— begin Given information —

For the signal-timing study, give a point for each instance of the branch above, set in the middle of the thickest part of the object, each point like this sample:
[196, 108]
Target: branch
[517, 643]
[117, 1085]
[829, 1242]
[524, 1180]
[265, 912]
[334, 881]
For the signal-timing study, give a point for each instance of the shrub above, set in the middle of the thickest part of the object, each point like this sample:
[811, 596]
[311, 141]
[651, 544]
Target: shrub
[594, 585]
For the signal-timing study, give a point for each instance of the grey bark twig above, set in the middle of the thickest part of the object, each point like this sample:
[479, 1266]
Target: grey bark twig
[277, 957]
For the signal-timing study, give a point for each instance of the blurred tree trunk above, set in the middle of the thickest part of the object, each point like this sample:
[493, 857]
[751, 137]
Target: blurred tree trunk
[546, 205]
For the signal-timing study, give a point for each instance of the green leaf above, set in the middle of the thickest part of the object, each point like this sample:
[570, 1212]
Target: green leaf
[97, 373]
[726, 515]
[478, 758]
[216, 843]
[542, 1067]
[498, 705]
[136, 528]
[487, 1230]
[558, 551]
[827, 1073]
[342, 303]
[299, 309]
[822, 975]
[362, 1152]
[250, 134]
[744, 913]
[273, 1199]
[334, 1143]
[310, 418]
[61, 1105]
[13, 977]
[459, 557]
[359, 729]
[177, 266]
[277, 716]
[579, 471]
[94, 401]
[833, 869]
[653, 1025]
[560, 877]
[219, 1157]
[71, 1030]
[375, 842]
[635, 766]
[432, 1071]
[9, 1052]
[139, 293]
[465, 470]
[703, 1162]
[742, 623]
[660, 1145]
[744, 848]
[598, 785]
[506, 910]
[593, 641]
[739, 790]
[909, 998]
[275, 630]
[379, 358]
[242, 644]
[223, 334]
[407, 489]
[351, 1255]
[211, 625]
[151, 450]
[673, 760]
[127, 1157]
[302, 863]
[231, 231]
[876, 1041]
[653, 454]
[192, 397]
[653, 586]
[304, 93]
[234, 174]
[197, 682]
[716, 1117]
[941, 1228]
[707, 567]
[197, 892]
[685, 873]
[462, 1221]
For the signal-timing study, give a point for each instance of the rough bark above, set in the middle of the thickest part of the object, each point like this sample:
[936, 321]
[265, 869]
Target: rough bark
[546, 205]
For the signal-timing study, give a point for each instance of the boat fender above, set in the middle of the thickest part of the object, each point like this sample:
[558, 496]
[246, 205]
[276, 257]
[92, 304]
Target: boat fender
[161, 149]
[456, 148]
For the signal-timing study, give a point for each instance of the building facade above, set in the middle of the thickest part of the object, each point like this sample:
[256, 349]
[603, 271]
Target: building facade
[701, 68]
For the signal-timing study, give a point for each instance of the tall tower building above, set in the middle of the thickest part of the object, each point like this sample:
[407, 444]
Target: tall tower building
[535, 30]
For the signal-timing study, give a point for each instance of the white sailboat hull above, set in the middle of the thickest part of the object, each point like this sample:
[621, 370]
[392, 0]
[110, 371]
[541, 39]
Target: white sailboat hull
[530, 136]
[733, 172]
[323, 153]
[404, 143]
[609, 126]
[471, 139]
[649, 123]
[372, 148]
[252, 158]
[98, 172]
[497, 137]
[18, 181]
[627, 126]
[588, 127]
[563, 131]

— end Given information —

→ **Exercise brief**: Add -23 to every number in the answer coordinates in the stretch of the listing from the line containing "of the building" through the end of the listing, and write out every line of that stretch again. Leave all other lines, including the sample points, unchanged.

→ **Expected answer**:
For the signal-timing study, give a point for each instance of the building facade above, set in the middle of the thickest part of the object, each point like this sample:
[256, 349]
[603, 271]
Target: building facade
[678, 45]
For the signal-timing study, give a point for each instance of the tall tower building above, set in the middle of the thickest part of the object, each point like this sample:
[407, 444]
Target: tall tower building
[512, 7]
For the signal-timing study, give a point for each instance of the white sailboat hull above, set in the middle of the thickest part of the object, each point like this sample:
[621, 370]
[392, 0]
[110, 371]
[541, 39]
Target: white sailboat hull
[507, 113]
[710, 149]
[300, 130]
[381, 120]
[586, 103]
[448, 116]
[626, 100]
[349, 125]
[229, 135]
[75, 149]
[474, 114]
[-5, 158]
[604, 103]
[565, 104]
[540, 108]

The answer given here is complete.